***** DATA SHOWN *****
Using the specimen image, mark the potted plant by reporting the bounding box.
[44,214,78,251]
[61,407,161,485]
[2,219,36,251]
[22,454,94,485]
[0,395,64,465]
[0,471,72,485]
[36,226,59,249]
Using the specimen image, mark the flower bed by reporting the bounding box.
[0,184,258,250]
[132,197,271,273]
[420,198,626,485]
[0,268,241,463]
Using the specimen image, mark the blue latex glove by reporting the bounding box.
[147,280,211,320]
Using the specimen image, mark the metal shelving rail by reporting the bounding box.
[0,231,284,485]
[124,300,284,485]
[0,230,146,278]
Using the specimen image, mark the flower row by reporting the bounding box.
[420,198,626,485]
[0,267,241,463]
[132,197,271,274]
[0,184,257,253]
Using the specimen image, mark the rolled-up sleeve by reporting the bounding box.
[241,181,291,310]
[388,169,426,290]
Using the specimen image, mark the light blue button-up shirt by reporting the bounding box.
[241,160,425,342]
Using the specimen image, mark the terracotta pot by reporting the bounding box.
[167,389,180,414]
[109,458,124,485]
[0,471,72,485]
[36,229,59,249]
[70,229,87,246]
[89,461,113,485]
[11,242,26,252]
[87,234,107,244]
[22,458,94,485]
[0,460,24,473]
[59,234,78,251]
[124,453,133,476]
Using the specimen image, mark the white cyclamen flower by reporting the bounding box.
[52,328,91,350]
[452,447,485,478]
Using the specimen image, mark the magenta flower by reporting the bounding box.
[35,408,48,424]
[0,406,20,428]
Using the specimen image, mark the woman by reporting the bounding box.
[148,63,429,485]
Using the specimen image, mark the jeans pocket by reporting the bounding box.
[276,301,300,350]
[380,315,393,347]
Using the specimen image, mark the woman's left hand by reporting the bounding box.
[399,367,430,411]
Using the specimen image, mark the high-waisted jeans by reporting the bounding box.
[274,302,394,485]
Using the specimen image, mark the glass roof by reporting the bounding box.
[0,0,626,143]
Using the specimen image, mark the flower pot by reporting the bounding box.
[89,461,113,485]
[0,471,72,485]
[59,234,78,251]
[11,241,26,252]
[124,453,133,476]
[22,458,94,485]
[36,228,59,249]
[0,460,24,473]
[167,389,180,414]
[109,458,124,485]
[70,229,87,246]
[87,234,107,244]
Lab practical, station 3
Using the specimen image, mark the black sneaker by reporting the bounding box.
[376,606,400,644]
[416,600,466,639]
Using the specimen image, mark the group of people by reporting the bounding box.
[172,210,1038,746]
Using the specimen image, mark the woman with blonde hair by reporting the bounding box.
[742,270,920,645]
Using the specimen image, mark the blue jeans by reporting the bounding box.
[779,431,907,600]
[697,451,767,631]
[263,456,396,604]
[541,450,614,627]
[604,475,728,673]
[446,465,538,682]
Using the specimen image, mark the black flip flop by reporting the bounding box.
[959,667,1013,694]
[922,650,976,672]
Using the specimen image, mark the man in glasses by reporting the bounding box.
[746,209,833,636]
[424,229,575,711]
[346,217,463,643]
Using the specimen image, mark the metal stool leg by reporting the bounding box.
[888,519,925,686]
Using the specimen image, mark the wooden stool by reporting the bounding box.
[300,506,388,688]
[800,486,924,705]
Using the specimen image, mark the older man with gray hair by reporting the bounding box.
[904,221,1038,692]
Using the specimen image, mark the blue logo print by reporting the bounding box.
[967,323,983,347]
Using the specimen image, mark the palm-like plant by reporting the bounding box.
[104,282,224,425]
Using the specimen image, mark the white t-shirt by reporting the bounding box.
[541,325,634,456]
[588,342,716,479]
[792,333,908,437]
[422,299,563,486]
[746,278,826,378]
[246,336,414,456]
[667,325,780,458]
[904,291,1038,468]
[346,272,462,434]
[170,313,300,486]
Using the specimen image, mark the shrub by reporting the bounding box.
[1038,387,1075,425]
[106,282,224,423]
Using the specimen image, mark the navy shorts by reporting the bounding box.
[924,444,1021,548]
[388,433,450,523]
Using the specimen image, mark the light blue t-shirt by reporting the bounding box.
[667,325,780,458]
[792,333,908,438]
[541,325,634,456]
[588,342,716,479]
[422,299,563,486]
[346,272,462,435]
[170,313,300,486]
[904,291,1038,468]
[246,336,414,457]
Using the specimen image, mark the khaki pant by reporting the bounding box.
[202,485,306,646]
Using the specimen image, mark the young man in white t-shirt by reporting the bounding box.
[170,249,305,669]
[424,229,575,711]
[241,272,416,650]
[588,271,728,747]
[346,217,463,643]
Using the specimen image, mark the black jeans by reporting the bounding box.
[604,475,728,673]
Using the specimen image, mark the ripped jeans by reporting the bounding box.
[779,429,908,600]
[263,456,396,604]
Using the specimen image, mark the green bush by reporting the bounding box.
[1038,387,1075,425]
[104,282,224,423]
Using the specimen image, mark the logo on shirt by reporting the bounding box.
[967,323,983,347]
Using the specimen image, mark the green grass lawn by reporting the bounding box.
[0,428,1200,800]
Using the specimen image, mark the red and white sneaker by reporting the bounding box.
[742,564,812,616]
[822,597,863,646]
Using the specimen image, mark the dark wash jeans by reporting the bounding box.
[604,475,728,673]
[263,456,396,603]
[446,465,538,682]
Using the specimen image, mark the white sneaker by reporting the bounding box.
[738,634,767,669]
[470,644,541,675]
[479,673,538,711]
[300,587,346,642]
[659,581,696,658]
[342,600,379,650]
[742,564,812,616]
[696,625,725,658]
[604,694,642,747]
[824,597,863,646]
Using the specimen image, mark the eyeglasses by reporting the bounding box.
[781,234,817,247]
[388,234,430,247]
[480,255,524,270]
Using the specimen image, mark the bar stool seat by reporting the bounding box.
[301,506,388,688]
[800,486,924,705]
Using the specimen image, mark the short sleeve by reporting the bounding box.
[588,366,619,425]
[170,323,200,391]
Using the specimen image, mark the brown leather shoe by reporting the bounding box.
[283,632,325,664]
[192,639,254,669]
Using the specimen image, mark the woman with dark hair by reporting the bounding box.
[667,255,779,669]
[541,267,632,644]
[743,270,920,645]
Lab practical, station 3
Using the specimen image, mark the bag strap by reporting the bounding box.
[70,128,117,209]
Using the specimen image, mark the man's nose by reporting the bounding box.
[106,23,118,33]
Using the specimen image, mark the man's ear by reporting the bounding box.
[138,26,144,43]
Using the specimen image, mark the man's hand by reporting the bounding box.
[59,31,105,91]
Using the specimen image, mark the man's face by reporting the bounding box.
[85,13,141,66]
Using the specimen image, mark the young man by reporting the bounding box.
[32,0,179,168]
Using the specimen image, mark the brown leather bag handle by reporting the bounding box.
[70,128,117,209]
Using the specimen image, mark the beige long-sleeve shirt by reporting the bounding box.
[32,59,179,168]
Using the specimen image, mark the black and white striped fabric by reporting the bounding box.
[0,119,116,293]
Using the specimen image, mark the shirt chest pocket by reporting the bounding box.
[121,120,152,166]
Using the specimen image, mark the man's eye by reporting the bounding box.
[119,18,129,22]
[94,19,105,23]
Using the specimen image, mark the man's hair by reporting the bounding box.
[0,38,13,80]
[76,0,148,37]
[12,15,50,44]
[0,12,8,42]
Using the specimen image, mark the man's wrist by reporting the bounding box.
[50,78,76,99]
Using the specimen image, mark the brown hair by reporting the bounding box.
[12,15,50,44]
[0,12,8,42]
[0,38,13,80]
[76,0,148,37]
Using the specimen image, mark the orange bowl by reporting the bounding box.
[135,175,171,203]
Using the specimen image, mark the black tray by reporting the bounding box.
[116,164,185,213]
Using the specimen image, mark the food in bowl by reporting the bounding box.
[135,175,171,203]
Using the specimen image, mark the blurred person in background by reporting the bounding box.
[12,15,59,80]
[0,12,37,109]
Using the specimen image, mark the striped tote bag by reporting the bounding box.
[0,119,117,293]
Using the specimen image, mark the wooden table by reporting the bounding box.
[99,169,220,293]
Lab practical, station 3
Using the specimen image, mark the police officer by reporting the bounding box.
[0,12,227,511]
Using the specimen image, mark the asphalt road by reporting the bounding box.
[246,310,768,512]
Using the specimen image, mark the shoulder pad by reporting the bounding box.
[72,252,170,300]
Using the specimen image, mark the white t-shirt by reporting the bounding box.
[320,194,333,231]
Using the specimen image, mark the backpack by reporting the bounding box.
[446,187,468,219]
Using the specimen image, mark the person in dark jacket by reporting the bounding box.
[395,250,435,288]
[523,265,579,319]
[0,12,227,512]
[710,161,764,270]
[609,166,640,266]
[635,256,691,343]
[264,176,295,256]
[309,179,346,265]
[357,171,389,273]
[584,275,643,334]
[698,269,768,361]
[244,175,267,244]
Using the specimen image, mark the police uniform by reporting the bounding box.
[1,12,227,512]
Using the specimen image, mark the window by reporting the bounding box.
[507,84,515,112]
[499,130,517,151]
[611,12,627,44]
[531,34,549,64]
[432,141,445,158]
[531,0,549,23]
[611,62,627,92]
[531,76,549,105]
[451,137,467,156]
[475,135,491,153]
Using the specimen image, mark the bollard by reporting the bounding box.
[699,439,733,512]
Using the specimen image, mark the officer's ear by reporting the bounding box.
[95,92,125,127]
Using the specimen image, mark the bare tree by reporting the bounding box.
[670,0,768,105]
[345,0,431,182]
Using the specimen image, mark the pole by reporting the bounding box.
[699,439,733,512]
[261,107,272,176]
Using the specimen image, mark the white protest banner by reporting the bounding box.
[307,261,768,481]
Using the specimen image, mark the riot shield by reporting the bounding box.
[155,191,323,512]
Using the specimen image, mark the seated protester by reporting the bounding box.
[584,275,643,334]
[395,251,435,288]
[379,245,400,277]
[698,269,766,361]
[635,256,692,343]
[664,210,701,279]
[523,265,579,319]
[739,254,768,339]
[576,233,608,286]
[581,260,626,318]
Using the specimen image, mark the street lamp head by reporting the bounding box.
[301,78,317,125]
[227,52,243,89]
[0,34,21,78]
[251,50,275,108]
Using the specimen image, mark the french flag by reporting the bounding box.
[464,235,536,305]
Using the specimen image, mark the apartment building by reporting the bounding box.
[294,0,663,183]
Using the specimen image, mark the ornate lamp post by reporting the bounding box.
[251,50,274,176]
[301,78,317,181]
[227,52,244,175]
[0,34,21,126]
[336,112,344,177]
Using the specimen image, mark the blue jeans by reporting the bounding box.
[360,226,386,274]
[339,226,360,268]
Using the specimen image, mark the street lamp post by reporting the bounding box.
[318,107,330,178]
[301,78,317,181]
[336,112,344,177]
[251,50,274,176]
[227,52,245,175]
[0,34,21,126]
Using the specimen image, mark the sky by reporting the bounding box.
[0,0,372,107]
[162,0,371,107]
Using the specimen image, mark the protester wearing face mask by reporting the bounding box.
*****
## [EXERCISE INSTRUCTIONS]
Could you write out the stretch of items from the line containing "Using the specimen image, mark the black tray" through the line containing "[0,12,37,109]" again, replacing "black tray" with "dark tray" and leaving everything else the same?

## [PROBLEM SOLUTION]
Using the specimen image, mark the dark tray by reporting the bounding box.
[116,164,185,213]
Using the specimen image, mark the food in bowl by reporting the bounding box.
[135,175,171,203]
Using the specimen image, mark the blurred person in background by reporting the bounding box.
[12,15,59,80]
[0,12,37,109]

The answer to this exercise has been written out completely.